Translate this sentence from the fibrous-materials abstract into Spanish: "The measured mechanical properties of a fibrous matrix were also observed to be dependent on sample size."

STUDY TEXT:
• • • • •
Mathematical model of mechanical behavior of micro/nanofibrous materials designed for extracellular matrix substitutes

Electrospun micro/nanofibrous biomaterials are widely used as extracellular matrix substitutes in tissue engineering applications because of their structural and mechanical properties. To explore the influence of microstructure on the mechanical behavior of fibrous material, a mathematical model of the fiber system was developed. The model describes the microstructural properties of a fibrous matrix using a probability density function, and enables study of their mechanical properties. The results from the mathematical model were validated by qualitative comparison with the experimental results of mechanical testing of polystyrene electrospun nanofibrous materials. The analyses show a trend of three-phase load–displacement behavior. Initially, as an increasing number of fibers are recruited for load bearing, the load–displacement curve has a ‘J’-shaped toe region, which is followed by a nearly linear load–displacement curve, in which the number of load-bearing fibers remains nearly steady. Finally, there is a phase when the load–displacement curve descends, indicating failure of the material. The increase in flexibility of the fibrous material makes it stronger, but the randomness of fiber orientation makes the fibrous structure more flexible at the cost of lower strength. The measured mechanical properties of a fibrous matrix were also observed to be dependent on sample size. Therefore, the analyses establish a clear link between the structure and strength of fibrous materials for optimized design and fabrication of fibrous biomaterials with targeted use in tissue engineering, regenerative medicine and drug delivery. The model also establishes a need for standardization of experimental protocols for mechanical characterization of fibrous materials for consistency.
• • • • •
EXCERPTED DATA:

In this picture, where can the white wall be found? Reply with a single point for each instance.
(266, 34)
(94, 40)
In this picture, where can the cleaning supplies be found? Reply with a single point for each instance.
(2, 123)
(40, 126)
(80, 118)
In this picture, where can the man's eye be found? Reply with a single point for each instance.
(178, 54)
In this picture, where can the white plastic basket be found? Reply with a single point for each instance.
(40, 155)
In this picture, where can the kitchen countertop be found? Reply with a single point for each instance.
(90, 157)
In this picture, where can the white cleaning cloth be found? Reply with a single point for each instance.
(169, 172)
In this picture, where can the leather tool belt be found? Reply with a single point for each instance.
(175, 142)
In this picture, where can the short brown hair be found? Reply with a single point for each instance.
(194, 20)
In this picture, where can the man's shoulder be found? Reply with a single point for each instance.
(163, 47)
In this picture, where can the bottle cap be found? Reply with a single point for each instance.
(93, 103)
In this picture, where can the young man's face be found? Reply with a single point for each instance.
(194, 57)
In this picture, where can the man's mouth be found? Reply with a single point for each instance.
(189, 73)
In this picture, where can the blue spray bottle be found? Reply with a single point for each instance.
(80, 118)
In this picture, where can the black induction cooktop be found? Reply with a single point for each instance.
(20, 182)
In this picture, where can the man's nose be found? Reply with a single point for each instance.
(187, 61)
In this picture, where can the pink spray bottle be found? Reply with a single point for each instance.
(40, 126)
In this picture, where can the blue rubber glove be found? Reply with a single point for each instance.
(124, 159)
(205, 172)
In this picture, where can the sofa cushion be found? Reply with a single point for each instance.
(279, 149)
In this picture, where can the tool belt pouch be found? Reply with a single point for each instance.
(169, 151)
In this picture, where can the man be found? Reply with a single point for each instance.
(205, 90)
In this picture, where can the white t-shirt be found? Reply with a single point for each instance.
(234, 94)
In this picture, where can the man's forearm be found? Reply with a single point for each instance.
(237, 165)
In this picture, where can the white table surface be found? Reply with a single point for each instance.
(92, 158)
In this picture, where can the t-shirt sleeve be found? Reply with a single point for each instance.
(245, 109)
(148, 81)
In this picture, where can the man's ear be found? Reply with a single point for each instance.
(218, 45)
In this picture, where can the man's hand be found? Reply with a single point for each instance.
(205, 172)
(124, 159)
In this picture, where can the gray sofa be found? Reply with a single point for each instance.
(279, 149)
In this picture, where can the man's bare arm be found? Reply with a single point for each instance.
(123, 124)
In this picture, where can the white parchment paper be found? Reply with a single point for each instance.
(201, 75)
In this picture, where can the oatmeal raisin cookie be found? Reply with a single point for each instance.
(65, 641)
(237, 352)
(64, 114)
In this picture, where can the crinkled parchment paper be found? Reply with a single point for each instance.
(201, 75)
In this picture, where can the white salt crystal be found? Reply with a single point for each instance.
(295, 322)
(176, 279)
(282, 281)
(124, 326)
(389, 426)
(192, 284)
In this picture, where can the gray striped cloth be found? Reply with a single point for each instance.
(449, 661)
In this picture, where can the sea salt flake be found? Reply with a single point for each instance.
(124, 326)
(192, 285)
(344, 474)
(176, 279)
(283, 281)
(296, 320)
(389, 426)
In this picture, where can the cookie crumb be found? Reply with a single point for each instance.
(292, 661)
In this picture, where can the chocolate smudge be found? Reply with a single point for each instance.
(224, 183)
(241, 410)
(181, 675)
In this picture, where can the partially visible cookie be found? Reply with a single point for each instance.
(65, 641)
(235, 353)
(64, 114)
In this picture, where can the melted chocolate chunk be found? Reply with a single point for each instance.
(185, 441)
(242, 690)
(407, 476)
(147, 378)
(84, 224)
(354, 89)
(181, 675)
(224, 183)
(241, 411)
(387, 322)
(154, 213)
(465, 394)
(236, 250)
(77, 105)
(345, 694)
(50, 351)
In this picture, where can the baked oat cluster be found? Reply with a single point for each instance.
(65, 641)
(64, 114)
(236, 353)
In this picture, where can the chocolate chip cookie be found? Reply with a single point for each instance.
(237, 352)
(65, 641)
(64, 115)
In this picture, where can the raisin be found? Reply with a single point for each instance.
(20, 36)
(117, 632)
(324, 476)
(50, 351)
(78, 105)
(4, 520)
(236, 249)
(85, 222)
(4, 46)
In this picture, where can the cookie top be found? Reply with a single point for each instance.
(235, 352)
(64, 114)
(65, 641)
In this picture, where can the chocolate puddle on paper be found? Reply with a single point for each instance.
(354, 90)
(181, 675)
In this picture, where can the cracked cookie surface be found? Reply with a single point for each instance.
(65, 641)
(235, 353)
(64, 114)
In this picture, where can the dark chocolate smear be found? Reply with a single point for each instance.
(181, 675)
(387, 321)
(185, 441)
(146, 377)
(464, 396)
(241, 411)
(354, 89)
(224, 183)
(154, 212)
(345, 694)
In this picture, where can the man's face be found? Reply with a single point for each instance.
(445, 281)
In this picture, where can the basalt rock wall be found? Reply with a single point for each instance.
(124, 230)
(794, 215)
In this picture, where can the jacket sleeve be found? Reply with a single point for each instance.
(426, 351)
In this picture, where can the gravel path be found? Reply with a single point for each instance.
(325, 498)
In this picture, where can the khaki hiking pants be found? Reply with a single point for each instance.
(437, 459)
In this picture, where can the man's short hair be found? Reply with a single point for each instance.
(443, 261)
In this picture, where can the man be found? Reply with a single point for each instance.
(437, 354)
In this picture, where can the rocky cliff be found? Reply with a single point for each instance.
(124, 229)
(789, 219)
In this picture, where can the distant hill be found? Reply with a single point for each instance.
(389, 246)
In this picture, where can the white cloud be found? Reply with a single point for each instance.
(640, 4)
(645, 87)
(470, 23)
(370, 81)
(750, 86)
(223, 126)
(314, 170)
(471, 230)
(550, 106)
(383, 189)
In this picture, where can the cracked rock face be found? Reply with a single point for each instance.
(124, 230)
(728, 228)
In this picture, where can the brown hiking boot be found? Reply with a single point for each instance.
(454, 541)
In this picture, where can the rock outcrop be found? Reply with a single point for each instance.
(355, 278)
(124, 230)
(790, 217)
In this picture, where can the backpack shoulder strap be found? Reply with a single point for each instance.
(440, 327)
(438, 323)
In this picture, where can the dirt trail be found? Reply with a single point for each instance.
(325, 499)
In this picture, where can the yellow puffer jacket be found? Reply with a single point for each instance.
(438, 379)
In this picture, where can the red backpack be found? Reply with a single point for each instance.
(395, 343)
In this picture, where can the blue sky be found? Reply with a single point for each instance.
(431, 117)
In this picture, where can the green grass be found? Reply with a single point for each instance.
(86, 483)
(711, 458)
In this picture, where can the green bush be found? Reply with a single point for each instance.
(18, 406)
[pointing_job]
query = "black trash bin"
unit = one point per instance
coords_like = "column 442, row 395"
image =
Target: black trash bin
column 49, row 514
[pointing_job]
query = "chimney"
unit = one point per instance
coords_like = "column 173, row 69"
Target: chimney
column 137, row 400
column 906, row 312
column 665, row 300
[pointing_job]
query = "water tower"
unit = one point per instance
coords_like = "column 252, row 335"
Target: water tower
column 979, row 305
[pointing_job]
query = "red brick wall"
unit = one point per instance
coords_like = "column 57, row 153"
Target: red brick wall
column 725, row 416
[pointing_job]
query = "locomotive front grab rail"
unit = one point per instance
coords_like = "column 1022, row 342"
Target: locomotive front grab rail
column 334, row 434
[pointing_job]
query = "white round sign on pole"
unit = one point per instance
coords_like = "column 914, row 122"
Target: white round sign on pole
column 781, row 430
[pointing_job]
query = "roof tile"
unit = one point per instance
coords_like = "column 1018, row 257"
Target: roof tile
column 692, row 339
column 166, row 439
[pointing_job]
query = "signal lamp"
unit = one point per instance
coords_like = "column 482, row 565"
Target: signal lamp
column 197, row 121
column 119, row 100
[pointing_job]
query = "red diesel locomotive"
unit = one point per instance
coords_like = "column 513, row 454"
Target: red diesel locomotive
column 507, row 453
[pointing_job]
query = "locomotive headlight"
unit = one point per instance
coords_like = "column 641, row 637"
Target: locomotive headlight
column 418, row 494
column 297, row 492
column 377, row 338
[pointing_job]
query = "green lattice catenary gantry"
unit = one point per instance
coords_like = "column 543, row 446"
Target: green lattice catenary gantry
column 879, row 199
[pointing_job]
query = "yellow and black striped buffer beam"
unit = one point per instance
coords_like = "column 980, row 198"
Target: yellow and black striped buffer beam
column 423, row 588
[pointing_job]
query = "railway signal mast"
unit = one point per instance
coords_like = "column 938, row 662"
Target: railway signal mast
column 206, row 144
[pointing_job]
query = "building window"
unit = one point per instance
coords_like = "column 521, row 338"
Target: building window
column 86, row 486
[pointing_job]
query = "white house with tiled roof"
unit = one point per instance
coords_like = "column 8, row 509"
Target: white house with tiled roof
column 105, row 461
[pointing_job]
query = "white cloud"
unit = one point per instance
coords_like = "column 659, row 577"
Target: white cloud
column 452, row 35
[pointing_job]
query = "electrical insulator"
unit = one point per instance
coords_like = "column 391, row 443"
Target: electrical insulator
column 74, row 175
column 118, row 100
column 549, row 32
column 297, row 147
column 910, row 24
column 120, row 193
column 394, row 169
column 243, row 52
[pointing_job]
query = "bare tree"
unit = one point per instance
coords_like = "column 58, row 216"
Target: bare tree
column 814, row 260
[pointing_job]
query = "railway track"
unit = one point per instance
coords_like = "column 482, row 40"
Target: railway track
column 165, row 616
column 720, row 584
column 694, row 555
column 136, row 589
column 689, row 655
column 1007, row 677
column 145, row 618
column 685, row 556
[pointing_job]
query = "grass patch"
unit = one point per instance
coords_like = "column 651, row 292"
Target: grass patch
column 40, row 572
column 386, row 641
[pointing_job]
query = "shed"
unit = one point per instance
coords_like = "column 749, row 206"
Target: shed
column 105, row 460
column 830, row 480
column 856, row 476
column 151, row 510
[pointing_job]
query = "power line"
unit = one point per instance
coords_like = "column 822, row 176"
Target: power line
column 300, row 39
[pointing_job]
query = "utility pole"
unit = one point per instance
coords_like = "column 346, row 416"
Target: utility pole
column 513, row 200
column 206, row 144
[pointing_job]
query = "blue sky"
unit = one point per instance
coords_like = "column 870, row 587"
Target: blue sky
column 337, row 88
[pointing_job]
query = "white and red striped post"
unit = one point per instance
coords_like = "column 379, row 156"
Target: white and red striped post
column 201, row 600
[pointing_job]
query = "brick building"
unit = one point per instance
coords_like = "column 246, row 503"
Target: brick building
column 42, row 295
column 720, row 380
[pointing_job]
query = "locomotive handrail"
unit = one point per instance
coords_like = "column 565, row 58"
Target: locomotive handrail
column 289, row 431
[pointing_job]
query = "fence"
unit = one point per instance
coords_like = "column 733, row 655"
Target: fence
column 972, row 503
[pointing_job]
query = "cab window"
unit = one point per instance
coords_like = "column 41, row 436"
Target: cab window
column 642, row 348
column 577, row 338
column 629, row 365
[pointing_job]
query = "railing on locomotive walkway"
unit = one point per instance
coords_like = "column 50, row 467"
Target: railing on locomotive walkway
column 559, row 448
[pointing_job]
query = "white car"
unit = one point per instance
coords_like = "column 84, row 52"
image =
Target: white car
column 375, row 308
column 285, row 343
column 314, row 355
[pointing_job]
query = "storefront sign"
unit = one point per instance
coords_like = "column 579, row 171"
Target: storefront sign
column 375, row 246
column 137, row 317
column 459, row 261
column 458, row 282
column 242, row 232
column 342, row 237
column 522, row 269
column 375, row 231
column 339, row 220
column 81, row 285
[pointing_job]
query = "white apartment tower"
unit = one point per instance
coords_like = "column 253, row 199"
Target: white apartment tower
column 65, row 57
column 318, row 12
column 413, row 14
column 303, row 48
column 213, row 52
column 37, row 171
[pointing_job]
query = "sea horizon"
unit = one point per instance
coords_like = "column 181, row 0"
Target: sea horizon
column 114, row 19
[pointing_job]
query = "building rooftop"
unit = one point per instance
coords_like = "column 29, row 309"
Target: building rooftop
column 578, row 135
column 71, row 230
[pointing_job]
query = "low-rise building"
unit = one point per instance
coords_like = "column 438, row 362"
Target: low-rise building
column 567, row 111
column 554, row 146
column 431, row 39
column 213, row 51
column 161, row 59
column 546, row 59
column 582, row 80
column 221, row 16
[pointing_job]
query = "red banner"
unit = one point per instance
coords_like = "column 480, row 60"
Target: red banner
• • • • •
SOLUTION: También se observó que las propiedades mecánicas medidas de una matriz fibrosa dependen del tamaño de la muestra.